→ Stored dataset items:

◇ ◇ ◇ ◇ ◇ ◇ ◇

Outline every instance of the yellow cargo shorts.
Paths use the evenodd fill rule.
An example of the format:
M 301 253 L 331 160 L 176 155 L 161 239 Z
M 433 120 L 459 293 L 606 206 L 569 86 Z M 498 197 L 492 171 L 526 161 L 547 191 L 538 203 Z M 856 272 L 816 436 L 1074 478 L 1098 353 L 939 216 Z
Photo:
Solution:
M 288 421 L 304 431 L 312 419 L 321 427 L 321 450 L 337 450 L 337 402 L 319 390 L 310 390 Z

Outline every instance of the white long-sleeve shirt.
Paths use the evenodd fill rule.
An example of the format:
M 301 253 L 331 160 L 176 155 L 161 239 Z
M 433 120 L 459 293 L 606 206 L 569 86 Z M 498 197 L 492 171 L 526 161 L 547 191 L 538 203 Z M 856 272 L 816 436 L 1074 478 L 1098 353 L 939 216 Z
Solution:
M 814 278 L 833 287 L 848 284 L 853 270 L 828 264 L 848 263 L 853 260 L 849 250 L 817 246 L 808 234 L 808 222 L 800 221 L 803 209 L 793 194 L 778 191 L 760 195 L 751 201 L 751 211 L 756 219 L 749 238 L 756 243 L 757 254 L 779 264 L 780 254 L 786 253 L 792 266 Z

◇ ◇ ◇ ◇ ◇ ◇ ◇

→ TASK DETAILS: Could you rewrite the material above as a Markdown table with two columns, Row and Line, giving each nonblank line its own numbered row and leaving out the blank lines?

→ TASK OUTPUT:
| Row | Line |
|---|---|
| 1 | Outline every instance of the yellow cargo shorts. |
| 2 | Paths use the evenodd fill rule. |
| 3 | An example of the format: |
| 4 | M 301 253 L 331 160 L 176 155 L 161 239 Z |
| 5 | M 433 120 L 459 293 L 606 206 L 569 86 Z M 498 197 L 492 171 L 526 161 L 547 191 L 538 203 Z M 856 272 L 816 436 L 1074 478 L 1098 353 L 939 216 Z |
| 6 | Photo: |
| 7 | Solution: |
| 8 | M 288 421 L 304 431 L 312 419 L 321 427 L 321 450 L 337 450 L 337 402 L 319 390 L 310 390 Z |
| 9 | Outline every instance of the white long-sleeve shirt. |
| 10 | Paths use the evenodd fill rule. |
| 11 | An example of the format: |
| 12 | M 301 253 L 331 160 L 176 155 L 161 239 Z |
| 13 | M 433 120 L 459 293 L 606 206 L 569 86 Z M 498 197 L 492 171 L 526 161 L 547 191 L 538 203 Z M 856 272 L 816 436 L 1074 478 L 1098 353 L 939 216 Z |
| 14 | Solution: |
| 15 | M 814 278 L 833 287 L 848 284 L 853 270 L 828 264 L 848 263 L 853 260 L 849 250 L 817 246 L 808 234 L 808 222 L 800 221 L 803 209 L 793 194 L 778 191 L 760 195 L 751 201 L 751 211 L 756 219 L 749 238 L 756 243 L 757 254 L 779 264 L 780 254 L 786 253 L 792 266 Z |